#### Goal:
The output should consist solely of the line containing "A point marks every instance of the sunglasses" and the lines that follow it through the end of the data below.

#### Data to process:
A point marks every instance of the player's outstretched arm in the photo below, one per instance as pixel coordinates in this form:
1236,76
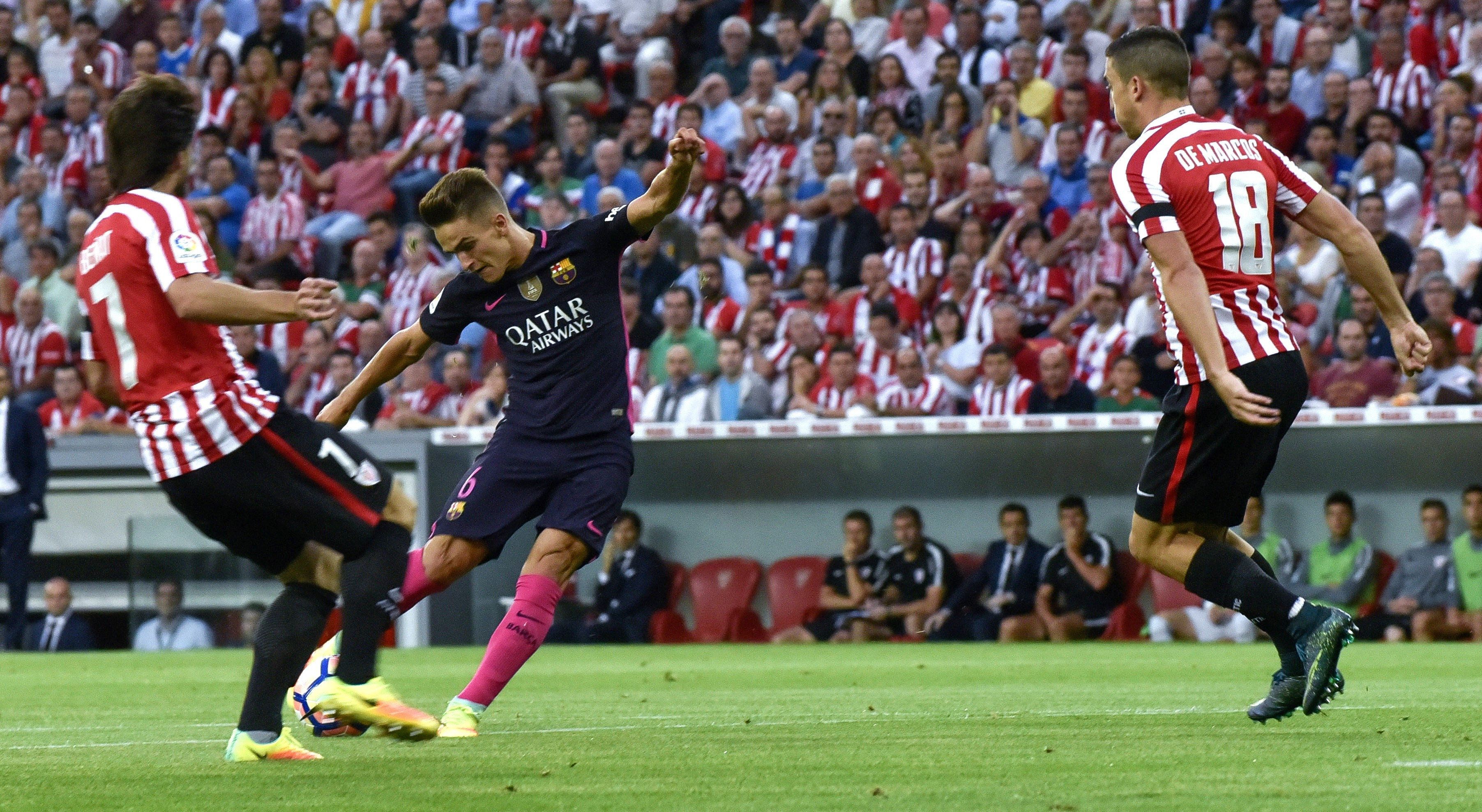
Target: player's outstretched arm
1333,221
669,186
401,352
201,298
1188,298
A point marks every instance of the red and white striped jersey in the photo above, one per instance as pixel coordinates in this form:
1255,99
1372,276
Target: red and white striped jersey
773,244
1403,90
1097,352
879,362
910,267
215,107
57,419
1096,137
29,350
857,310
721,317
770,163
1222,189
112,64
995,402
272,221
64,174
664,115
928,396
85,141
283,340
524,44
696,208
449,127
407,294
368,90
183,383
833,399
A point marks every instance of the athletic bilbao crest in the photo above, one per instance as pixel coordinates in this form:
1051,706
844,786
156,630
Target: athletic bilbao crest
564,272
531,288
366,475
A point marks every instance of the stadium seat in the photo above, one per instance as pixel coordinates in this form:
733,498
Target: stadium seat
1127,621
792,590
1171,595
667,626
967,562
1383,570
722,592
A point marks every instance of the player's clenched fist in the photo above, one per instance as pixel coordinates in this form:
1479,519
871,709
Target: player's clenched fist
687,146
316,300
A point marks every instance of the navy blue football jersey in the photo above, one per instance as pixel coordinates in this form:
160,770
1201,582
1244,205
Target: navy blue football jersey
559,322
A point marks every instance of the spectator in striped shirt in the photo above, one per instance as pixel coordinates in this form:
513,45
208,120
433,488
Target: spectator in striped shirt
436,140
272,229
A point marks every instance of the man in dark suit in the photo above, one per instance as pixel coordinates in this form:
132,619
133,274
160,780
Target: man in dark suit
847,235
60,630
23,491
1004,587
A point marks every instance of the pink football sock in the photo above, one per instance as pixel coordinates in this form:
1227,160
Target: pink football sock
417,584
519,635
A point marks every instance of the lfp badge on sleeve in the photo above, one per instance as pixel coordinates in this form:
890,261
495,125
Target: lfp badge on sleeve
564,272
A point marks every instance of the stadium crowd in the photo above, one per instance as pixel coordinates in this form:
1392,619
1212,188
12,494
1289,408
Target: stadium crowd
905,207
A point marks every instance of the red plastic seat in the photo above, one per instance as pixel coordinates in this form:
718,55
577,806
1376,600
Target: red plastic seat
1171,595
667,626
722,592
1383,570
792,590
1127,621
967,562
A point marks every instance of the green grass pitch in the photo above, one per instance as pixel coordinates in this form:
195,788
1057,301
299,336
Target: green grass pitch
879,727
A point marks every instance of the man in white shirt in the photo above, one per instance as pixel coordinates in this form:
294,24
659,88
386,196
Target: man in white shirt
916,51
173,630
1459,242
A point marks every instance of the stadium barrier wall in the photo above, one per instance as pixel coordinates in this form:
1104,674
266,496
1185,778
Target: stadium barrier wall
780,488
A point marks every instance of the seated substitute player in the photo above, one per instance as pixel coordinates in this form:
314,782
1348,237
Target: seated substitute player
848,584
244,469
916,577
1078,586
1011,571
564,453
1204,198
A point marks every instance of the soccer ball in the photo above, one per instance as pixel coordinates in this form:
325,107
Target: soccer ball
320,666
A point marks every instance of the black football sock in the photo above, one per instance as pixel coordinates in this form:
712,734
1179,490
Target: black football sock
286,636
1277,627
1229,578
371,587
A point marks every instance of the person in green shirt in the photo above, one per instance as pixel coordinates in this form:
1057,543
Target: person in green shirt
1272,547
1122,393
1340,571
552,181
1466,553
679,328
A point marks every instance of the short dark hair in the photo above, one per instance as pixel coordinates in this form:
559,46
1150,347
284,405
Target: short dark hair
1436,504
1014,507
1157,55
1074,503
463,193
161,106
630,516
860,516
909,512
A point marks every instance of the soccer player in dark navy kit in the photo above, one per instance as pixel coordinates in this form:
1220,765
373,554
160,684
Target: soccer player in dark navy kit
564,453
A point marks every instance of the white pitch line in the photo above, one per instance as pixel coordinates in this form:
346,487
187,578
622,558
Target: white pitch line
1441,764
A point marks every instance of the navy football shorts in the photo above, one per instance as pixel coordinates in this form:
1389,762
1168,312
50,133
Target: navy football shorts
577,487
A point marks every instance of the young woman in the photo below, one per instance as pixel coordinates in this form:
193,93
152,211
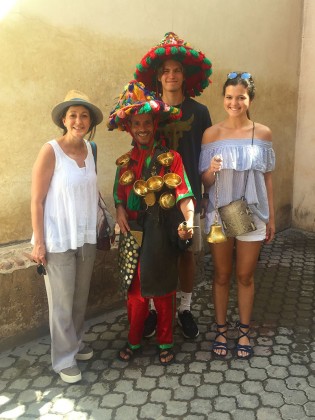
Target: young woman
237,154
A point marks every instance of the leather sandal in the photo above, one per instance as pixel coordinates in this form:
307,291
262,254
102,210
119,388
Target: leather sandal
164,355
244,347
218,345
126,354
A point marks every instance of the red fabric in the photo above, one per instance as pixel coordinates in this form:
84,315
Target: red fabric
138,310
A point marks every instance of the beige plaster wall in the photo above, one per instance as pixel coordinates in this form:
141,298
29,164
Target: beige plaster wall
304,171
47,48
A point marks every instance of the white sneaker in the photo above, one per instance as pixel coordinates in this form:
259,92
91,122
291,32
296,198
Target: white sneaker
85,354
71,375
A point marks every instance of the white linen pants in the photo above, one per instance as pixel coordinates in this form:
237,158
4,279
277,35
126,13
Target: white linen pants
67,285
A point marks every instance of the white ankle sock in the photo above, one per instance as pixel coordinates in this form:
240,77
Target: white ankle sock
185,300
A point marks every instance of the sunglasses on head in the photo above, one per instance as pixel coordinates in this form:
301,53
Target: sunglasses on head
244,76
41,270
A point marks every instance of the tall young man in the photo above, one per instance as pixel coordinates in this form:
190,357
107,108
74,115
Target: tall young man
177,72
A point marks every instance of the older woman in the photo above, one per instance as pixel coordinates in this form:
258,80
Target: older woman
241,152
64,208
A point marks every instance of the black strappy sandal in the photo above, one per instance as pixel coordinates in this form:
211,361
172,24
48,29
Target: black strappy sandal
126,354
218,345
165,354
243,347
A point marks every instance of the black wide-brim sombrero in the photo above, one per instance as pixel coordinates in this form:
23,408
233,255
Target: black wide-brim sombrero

#### Result:
A point marks every instance of the sunglasses on head in the photo above, one per instance as pixel coordinates in this form:
301,53
Target: sunglasses on head
244,76
41,270
A point marks every instance of the tall young man in the photo above, one per instance as pixel coordinates in this form:
190,357
107,108
74,115
Target: tall young man
177,72
A point marks every instance of the older woman in the photo above, one per instance as pixel coordinates in this form:
258,80
Target: older woman
241,152
64,208
A point marks every instance of the black strappy sandal in the photo above, one per instance as pixel coordinates in this form:
211,361
172,24
48,29
Target: black strappy sandal
126,354
218,345
165,354
243,347
A point marks every instance of the black wide-brim sombrero in the photo above, one per instance as pixel coordinates in this form:
23,408
233,255
Target: black wide-brim sombrero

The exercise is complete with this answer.